» TEXT BLOCK

[Start of Attachment]

Powering Water Treatment with the Sun
Seeking to contain rising operational costs, Mahaska Rural Water System located in south-central Iowa has taken an innovative approach that’s delivering both financial and environmental benefits to its system and members.
Mahaska serves 4,600 rural members: half are heavy-use livestock and other agricultural customers, and the other half are residents in small towns that range in population from 155 to 1,600. Its two water treatment plans are equipped to provide up to two million gallons of water a day, with actual demand somewhat lower at 1.5 million gallons, leaving room for growth.
Providing all that safe, clean water takes resources, and like all water systems, energy cost is a significant line item in Mahaska’s budget. Power cost accounted for $75,000 in 2023 with every likelihood of continuing to rise. After all, the system’s own carefully maintained records showed electricity costs had more than doubled between 2012 and 2022, from 10 cents per thousand gallons of water to 23 cents per thousand. The company’s leadership sought a solution from the sun, exploring the installation of a solar array for both the potential cost savings and the environmental benefits.
“We had been exploring solar power for nearly five years as a natural extension of our commitment to protecting natural resources – like the water we provide. With improvements in the solar technology, combined with our escalating electricity costs, it was making more and more sense,” says Randy Pleima, General Manager. “We undertook six months of due diligence with our solar partner, exploring multiple scenarios to ensure the project was feasible and would have a reasonable pay-back period.”
Not everyone would think of Iowa as an ideal solar location, but extensive research by a leading solar industry partner proved the numbers. Mahaska’s solar array is expected to provide 462 kw of power, sufficient for virtually all the plant’s electricity needs. The board approved the project in 2020, when it was beset by pandemic-driven supply chain problems leading to dramatically increasing costs. A request for a 30% down payment to hold the contract and ensure material and equipment supplies led to a call to long-time lender, CoBank.

[End of Attachment]

» GIVEN ENTRIES
[Start of Attachment]

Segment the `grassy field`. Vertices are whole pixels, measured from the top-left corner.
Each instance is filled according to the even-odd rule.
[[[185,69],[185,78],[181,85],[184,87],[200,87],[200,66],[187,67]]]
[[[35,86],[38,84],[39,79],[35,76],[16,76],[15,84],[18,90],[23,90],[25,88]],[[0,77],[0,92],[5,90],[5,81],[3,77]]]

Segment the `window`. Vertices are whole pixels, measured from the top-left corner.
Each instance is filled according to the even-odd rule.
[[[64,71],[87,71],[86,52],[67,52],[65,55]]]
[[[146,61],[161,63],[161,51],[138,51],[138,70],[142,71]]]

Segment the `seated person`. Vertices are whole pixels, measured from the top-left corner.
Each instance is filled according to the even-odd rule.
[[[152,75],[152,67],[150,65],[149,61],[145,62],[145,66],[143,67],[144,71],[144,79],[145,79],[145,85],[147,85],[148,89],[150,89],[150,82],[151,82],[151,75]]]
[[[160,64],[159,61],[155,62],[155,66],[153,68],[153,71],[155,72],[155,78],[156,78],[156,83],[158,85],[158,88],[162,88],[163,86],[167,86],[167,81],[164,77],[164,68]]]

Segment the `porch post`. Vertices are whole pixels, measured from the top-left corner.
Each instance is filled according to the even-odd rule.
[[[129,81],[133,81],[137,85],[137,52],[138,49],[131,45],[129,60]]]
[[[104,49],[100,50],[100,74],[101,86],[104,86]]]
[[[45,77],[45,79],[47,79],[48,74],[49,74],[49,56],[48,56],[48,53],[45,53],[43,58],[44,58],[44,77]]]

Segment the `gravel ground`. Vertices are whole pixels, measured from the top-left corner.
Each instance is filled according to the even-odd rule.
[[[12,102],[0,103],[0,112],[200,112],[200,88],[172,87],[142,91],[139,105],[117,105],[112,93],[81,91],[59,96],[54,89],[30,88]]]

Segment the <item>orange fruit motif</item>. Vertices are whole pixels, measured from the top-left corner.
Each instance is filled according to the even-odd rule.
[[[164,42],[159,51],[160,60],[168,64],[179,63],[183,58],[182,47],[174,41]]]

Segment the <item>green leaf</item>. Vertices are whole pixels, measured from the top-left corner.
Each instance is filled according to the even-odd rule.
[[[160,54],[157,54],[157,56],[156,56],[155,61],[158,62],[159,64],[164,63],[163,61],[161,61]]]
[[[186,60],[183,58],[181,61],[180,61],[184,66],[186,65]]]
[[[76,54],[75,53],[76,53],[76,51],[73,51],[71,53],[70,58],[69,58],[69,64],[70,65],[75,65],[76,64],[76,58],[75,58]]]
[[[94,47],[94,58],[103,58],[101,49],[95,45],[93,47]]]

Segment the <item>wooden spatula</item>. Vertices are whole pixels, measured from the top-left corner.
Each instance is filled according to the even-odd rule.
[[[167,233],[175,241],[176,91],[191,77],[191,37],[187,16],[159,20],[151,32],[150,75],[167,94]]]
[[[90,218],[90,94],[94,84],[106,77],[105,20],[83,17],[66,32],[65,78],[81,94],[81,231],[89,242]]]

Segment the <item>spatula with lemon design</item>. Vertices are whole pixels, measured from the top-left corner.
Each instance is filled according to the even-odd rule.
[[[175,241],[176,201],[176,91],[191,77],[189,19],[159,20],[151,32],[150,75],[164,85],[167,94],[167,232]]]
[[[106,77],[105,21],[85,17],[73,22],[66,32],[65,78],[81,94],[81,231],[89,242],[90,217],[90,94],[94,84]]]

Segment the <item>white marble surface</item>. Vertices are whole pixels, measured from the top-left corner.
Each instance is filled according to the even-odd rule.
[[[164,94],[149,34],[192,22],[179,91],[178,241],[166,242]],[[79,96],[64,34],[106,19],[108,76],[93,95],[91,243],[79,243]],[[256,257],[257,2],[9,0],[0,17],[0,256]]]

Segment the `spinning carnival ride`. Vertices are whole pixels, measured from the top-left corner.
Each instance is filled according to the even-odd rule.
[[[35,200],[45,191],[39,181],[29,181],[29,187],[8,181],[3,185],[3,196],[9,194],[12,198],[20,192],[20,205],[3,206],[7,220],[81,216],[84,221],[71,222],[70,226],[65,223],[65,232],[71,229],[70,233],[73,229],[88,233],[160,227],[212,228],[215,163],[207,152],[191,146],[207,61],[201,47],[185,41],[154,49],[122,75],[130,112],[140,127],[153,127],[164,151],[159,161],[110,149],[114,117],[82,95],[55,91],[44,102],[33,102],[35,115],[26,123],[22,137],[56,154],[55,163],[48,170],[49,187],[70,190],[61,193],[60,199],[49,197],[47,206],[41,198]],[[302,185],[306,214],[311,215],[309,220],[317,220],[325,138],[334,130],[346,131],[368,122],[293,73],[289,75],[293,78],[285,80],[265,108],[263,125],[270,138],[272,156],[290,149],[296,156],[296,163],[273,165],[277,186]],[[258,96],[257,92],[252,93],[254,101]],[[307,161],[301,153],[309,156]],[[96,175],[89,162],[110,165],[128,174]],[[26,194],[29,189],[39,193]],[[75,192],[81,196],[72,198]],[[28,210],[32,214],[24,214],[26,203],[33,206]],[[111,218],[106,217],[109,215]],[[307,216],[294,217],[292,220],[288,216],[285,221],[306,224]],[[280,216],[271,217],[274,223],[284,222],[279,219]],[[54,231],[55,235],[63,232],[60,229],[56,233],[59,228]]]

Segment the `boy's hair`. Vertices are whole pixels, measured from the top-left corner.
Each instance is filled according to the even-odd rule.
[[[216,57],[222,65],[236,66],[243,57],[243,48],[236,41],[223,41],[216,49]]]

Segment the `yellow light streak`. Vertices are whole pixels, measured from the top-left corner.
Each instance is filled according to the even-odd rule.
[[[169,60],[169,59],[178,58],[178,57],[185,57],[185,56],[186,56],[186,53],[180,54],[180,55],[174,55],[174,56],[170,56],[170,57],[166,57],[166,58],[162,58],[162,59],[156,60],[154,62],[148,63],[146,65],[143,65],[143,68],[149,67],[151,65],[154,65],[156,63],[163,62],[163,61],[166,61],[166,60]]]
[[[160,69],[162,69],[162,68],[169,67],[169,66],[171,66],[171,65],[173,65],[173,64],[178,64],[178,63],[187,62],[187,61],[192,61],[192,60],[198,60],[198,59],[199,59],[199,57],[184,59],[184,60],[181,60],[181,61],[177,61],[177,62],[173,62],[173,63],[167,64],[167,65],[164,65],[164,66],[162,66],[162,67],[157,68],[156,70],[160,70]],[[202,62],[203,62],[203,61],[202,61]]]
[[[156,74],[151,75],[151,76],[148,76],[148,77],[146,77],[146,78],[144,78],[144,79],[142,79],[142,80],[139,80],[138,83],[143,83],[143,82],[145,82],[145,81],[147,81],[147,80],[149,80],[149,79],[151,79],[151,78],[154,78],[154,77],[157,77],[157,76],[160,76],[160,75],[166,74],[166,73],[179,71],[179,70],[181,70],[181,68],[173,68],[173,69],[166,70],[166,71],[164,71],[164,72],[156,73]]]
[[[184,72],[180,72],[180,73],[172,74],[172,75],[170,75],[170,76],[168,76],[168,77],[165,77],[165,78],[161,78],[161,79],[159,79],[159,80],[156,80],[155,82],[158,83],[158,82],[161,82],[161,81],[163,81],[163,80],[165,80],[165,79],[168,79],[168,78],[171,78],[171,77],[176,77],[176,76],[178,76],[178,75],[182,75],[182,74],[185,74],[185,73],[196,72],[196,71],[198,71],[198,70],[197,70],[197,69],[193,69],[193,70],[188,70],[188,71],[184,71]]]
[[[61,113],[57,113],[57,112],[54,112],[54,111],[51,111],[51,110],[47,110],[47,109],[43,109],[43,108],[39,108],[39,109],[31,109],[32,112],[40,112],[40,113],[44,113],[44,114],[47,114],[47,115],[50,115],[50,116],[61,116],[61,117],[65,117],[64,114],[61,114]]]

[End of Attachment]

» TASKS TO COMPLETE
(A) From the text about Mahaska's solar power project, write out the part that opens with the words containing "Not everyone would" and closes with "long-time lender, CoBank.".
(B) According to the text about Mahaska's solar power project, how much power is the solar array expected to provide?

» SOLUTIONS
(A)
Not everyone would think of Iowa as an ideal solar location, but extensive research by a leading solar industry partner proved the numbers. Mahaska’s solar array is expected to provide 462 kw of power, sufficient for virtually all the plant’s electricity needs. The board approved the project in 2020, when it was beset by pandemic-driven supply chain problems leading to dramatically increasing costs. A request for a 30% down payment to hold the contract and ensure material and equipment supplies led to a call to long-time lender, CoBank.

(B) 462 kw